■ Отрывок:
..........

Запомнилось, что мама все охала в конце: много первоклассной закуски осталось. И порывалась изъять невостребованный продукт. Еле отговорил ее. Мы еще тогда не привыкли — «для собачки». А официанты тоже хотят кушать…
На следующий день, уже дома, принимал компанию из «Коммуниста».
И еще на следующий день, там же, всех родственников.
Завершающий аккорд прозвучал 11 августа. Официальное чествование в кабинете главного редактора.
Подарок, который я сам себе хотел сделать к юбилею, опоздал. Имею в виду сборник статей «Мир семидесятых. Политические очерки». Меня пугали, что газетная продукция моментально устаревает. Но я все же рискнул. Рукопись сдал в марте. Она была подписана к печати в мае. А потом дело застопорилось. Книга вышла только в декабре.
Завершить юбилейную тему хочу статьей Кондрашова, которая была помещена в «Известинце» 4 октября и называлась «Феномен Бовина». Привожу текст:
«Александр Евгеньевич Бовин — обширная тема. Не берусь исчерпать ее всю, но в связи с его юбилеем хотел бы сказать о нем несколько слов — как о журналисте и человеке, как о соседе, с которым спина к спине сидим через стенку в служебных кабинетах и к которому питаю дружеские чувства.
Из своих прожитых пятидесяти лет Бовин лишь восемь профессионально, как основным делом, занимается международной журналистикой. Коллеги подтвердят, что это срок слегка затянувшейся загранкомандировки. Но Бовин уверенно занял место в президиуме или, возьму образ побоевее, в первом ряду нашей рати международников. Занял не автоматически, не в силу обозревательского ранга, а по праву успехов и заслуг. Его уважают товарищи по перу, что нелегко дается и многого стоит. В известинском коллективе он, по-моему, любимец. А у главного массового потребителя нашей продукции популярность Бовина чрезвычайно велика — благодаря газете и телевизору, программе „Международная панорама“.

..........

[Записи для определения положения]
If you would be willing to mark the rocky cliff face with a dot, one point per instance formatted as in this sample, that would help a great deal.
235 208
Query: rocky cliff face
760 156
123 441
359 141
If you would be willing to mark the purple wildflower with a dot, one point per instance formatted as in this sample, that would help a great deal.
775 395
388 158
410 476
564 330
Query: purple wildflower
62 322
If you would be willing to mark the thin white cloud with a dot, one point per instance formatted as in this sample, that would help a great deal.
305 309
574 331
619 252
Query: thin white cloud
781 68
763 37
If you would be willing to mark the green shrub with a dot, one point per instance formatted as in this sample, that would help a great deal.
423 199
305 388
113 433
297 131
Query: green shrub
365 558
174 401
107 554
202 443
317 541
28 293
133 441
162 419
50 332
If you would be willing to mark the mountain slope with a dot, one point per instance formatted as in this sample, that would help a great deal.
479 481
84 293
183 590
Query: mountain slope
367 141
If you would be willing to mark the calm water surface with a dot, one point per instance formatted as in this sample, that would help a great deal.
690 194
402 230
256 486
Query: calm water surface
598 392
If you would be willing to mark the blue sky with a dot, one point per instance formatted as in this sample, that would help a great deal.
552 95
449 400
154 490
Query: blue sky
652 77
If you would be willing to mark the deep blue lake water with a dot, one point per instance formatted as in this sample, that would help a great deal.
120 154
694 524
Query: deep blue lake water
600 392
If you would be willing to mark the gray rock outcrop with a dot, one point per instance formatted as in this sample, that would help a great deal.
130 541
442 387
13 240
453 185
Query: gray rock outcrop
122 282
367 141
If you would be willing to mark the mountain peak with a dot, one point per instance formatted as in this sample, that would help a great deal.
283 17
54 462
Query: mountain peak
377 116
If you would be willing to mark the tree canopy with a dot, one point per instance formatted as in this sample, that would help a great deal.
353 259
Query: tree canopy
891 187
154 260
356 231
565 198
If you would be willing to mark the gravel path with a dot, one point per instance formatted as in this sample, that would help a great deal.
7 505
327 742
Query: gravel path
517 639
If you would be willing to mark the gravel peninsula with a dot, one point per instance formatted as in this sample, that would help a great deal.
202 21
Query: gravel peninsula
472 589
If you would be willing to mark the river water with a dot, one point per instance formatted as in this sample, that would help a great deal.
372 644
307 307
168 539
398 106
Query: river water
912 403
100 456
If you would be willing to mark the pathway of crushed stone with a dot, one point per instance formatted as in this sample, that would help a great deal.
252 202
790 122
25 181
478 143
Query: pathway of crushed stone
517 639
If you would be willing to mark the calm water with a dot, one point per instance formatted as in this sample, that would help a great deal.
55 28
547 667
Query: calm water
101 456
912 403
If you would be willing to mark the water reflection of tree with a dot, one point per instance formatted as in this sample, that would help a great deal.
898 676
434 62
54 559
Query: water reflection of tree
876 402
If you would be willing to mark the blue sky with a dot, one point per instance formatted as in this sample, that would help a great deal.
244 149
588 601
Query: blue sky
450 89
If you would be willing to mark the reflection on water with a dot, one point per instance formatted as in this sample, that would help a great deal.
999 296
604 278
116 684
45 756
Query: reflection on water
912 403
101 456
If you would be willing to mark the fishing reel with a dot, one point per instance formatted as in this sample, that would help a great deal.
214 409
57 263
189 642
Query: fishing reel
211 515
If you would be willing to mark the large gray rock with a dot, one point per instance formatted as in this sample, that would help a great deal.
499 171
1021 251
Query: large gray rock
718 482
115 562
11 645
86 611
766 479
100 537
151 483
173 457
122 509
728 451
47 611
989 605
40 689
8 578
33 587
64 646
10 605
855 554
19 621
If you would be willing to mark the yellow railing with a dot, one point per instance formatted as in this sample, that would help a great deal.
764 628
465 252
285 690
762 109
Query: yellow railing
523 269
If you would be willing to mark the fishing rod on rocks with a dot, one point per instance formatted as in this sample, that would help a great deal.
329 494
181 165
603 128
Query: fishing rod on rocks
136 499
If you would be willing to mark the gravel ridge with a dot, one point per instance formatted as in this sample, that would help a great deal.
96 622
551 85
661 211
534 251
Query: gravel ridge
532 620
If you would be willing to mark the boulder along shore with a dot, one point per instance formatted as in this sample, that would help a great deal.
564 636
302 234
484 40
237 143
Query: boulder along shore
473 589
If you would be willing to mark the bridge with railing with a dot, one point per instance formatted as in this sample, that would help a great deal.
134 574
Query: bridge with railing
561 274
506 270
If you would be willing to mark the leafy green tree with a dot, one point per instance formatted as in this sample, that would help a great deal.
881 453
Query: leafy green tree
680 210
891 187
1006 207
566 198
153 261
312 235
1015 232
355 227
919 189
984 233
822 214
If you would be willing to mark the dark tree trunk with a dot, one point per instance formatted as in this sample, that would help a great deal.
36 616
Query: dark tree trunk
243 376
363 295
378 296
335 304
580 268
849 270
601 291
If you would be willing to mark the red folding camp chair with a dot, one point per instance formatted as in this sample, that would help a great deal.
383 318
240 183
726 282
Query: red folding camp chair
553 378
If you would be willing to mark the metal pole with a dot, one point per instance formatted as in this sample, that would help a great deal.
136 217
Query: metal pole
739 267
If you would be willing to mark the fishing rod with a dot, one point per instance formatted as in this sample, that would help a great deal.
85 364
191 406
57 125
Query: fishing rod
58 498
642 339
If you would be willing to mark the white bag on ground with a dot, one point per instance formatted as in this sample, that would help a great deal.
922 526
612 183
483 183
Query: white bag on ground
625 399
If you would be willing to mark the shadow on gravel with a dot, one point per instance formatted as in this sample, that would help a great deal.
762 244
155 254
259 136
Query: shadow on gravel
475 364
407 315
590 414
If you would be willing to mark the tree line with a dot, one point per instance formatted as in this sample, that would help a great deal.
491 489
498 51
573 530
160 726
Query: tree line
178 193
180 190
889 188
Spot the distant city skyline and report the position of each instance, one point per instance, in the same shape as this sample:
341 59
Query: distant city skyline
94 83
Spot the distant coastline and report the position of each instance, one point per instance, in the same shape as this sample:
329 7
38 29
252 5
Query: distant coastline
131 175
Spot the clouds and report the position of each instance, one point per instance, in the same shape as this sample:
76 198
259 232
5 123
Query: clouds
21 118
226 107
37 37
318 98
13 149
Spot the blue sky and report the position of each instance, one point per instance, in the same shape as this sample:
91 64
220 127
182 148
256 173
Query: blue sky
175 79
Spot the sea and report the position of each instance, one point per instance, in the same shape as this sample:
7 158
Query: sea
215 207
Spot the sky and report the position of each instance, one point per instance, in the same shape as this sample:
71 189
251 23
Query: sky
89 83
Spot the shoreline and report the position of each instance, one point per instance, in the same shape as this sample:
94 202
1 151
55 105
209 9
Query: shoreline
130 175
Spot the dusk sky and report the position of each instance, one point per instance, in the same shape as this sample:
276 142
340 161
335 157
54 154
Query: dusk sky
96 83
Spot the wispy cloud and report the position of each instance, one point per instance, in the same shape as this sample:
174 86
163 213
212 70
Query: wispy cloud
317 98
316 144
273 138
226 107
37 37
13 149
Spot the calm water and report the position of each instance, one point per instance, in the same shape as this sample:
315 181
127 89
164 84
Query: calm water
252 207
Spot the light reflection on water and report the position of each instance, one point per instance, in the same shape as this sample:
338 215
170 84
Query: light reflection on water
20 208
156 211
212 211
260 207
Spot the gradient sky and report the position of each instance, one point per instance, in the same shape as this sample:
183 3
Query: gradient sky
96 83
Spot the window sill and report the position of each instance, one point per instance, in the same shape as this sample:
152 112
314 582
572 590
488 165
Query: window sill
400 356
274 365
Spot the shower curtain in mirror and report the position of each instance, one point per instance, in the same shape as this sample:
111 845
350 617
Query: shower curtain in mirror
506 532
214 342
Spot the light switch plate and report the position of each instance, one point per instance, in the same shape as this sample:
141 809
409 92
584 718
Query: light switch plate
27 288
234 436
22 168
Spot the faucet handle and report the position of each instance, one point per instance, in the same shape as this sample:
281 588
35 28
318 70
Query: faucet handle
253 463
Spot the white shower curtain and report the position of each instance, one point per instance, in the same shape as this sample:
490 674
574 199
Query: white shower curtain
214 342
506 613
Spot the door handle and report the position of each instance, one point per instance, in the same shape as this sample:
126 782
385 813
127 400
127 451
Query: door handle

..........

■ Задания:
[a] В каком месяце, согласно отрывку, вышел сборник статей «Мир семидесятых. Политические очерки»?
[b] Передайте в виде краткого списка абзац отрывка, который начинается словами «Подарок, который я сам себе хотел сделать». Сохраните его основные факты.
Для ответов пользуйтесь только отрывком.

■ Ожидаемые ответы:
[a] В декабре.

[b]
- Подарком к юбилею должен был стать сборник статей «Мир семидесятых. Политические очерки», но он опоздал.
- Автора пугали, что газетная продукция моментально устаревает, однако он рискнул.
- Рукопись была сдана в марте и подписана к печати в мае.
- Потом дело застопорилось, и книга вышла только в декабре.